» **Stated problem**: Repeat the lines from the one containing "Target: cloudy sky" through the end of the material, inclusive, swapping "drop a dot" for "place a point" and leaving everything else unchanged.

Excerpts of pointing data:

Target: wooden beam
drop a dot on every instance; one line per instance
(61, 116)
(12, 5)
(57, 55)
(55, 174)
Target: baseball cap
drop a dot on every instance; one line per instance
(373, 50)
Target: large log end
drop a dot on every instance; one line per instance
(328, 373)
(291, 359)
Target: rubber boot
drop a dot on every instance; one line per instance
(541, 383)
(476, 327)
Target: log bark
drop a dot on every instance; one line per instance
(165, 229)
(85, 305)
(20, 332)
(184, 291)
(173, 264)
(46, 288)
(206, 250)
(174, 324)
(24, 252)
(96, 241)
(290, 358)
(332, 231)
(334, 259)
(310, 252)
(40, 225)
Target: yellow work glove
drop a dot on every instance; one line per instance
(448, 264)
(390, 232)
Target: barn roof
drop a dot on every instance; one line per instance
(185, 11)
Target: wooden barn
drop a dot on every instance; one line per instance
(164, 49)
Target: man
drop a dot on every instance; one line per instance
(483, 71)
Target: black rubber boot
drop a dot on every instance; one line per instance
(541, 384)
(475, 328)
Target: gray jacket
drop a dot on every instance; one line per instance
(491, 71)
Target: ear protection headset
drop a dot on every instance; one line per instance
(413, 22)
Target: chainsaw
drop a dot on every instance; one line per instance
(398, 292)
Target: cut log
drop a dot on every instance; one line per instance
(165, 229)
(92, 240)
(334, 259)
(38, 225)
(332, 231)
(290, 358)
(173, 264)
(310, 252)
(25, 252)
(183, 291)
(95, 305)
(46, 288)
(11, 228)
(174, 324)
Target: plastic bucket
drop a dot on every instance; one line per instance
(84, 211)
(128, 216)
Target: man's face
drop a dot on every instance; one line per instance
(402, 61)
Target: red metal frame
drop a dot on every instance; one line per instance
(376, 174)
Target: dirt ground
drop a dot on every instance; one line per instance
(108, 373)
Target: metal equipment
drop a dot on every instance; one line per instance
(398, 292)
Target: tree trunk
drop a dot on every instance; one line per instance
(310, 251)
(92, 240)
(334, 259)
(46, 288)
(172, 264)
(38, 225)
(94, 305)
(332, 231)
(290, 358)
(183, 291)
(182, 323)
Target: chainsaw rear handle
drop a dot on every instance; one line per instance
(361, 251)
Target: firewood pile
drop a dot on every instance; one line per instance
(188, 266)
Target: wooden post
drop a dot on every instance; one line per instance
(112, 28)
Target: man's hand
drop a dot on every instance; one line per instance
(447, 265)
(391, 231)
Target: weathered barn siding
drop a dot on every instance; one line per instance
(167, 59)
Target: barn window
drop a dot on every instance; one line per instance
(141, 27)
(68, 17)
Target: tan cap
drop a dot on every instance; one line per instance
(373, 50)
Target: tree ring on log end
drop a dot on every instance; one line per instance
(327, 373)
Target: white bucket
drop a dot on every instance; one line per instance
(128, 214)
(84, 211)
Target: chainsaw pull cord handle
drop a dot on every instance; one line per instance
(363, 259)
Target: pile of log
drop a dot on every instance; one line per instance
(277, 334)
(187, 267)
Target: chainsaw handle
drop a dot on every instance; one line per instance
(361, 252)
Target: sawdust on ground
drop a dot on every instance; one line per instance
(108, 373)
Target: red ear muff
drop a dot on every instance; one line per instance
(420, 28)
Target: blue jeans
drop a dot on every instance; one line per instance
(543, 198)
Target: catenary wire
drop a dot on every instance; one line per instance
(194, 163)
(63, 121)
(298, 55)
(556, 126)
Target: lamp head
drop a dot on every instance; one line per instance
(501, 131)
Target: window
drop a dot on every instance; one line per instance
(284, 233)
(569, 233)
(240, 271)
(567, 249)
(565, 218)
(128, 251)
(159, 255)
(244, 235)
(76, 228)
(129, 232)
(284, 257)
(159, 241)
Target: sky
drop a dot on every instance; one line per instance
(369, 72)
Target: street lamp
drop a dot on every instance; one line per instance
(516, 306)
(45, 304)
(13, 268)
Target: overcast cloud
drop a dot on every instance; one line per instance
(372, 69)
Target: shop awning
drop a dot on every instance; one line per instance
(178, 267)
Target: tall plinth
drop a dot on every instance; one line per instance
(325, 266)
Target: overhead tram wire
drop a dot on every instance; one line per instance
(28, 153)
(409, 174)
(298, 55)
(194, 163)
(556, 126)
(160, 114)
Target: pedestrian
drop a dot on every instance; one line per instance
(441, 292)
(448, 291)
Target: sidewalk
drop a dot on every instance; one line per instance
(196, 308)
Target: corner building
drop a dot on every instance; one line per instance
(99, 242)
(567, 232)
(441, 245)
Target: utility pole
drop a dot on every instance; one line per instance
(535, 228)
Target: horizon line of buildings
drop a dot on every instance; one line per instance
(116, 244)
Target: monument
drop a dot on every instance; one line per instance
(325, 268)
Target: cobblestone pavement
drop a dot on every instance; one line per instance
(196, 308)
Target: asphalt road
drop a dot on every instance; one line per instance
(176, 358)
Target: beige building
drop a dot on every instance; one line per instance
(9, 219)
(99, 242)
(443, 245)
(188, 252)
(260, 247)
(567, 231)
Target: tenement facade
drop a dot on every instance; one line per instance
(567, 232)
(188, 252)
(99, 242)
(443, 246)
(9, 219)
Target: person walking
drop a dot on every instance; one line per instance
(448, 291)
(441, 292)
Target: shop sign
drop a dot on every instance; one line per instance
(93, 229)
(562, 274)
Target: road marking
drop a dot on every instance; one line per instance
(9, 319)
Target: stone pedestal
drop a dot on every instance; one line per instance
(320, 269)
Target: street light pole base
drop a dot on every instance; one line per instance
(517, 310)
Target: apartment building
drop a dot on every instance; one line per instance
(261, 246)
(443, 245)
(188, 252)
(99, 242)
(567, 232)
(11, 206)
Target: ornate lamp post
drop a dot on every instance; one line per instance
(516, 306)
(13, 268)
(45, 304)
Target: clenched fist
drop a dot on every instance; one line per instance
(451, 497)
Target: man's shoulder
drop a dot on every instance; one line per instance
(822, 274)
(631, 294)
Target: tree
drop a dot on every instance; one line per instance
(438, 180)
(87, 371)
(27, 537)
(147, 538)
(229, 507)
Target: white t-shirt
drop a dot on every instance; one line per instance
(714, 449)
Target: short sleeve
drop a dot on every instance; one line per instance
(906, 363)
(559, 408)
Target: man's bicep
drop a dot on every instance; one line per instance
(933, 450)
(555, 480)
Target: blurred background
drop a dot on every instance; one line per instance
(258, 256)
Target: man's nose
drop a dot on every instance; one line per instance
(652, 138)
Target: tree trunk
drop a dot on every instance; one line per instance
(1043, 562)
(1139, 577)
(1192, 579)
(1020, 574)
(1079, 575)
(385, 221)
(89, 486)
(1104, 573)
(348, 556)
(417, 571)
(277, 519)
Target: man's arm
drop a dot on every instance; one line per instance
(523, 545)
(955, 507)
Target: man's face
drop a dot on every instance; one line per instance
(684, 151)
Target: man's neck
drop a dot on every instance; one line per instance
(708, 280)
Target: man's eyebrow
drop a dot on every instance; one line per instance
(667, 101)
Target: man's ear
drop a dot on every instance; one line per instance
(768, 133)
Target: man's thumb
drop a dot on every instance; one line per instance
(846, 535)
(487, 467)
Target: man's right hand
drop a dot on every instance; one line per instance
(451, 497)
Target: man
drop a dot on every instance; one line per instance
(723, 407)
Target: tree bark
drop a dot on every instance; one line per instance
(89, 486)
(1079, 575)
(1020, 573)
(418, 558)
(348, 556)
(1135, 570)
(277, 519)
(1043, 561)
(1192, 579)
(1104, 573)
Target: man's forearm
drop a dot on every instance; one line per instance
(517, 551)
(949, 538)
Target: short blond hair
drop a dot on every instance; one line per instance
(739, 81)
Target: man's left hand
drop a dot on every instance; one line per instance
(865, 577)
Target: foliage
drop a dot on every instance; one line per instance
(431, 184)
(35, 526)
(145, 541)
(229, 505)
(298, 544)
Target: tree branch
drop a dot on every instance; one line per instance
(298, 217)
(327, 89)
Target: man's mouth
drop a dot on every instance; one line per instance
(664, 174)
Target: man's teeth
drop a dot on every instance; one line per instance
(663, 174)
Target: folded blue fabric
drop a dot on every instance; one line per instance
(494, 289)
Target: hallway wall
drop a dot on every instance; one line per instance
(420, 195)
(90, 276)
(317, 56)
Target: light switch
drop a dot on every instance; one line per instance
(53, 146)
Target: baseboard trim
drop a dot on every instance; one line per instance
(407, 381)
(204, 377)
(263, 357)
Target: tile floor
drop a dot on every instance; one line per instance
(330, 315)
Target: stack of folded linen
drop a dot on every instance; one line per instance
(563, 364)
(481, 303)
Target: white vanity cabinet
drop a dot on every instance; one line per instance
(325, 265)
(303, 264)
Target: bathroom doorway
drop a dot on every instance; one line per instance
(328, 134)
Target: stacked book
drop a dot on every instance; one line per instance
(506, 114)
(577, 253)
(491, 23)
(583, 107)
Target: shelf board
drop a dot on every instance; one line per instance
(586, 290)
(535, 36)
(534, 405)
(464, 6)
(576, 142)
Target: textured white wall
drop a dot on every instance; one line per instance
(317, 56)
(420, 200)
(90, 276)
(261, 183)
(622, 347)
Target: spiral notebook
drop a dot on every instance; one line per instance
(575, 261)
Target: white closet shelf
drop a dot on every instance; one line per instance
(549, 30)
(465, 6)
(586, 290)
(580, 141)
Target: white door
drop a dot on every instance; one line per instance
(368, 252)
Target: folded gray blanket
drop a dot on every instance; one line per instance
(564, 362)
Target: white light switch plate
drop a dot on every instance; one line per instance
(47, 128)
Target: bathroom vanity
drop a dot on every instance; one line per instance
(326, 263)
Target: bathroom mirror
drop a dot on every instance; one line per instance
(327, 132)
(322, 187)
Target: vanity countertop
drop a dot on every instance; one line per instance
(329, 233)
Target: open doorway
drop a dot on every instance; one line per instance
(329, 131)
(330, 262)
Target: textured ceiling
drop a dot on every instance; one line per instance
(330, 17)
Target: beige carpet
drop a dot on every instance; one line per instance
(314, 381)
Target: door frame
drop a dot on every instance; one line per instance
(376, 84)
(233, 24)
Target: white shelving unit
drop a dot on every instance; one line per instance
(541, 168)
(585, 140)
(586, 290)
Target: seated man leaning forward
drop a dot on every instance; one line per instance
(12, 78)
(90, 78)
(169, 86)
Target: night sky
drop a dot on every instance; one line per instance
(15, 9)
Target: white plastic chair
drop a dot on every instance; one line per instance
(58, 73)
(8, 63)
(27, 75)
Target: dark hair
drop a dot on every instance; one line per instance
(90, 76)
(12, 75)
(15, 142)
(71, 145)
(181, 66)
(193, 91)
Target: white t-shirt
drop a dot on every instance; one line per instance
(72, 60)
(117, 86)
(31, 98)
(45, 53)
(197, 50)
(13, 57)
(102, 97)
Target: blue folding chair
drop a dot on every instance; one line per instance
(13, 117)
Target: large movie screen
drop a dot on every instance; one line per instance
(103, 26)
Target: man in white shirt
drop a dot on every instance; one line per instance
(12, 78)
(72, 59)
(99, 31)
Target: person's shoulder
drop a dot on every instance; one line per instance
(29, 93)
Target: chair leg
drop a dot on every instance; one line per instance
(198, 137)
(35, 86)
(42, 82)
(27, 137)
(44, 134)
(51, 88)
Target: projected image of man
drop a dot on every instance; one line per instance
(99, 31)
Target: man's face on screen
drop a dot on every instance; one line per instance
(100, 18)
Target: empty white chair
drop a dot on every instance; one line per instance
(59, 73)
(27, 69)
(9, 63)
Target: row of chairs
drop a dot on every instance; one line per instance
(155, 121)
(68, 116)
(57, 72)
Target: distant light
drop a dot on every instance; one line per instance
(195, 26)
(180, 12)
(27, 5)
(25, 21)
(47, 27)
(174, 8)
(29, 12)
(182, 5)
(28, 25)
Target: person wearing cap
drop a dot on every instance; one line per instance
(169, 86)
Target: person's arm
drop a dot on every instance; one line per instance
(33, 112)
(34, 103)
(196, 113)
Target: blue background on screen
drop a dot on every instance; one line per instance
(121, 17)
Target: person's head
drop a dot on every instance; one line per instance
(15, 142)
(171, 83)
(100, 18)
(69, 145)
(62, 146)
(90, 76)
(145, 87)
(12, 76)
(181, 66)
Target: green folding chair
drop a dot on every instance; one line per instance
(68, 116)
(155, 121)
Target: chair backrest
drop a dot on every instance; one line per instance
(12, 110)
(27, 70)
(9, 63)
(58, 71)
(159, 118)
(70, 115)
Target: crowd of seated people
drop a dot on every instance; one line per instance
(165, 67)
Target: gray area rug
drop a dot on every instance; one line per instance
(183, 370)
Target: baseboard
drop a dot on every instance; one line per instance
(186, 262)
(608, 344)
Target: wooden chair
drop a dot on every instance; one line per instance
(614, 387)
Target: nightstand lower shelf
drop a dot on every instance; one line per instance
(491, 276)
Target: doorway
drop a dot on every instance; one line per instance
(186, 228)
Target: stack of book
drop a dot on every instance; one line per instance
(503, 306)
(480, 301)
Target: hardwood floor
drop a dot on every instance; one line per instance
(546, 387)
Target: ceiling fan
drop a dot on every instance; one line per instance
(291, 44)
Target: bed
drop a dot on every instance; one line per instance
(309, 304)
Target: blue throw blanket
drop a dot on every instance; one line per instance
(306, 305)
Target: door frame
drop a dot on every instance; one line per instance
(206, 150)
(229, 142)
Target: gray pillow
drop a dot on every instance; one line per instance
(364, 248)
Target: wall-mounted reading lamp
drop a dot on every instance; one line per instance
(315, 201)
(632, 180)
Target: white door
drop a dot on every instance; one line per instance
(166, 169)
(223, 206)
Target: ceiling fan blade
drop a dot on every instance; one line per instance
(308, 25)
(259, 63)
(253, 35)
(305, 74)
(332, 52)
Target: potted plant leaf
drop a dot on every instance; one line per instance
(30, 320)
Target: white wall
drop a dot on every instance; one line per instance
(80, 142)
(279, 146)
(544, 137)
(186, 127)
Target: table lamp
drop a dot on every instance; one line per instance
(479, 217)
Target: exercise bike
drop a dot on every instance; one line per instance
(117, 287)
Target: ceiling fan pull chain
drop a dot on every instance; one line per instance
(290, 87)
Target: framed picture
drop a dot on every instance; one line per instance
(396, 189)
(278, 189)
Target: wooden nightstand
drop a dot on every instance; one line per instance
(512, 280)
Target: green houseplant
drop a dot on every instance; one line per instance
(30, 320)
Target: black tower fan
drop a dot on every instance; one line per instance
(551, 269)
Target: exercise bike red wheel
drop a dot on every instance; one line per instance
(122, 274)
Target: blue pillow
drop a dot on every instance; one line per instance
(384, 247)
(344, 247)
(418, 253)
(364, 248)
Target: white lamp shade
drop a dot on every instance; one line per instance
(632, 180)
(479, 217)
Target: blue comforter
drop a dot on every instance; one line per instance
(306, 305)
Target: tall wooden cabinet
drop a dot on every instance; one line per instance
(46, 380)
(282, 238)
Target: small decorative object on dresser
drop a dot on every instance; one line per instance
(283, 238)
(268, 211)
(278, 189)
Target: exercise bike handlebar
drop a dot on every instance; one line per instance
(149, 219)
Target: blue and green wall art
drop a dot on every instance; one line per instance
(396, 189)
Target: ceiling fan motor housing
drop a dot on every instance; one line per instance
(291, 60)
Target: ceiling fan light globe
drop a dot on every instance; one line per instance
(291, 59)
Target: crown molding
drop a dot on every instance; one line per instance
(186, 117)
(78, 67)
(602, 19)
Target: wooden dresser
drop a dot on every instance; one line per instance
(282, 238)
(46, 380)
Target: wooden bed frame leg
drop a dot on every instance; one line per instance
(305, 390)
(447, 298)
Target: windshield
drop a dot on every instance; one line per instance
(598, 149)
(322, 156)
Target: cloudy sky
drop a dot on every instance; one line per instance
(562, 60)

» **Finished task**:
Target: cloudy sky
place a point on every instance; one line per instance
(562, 60)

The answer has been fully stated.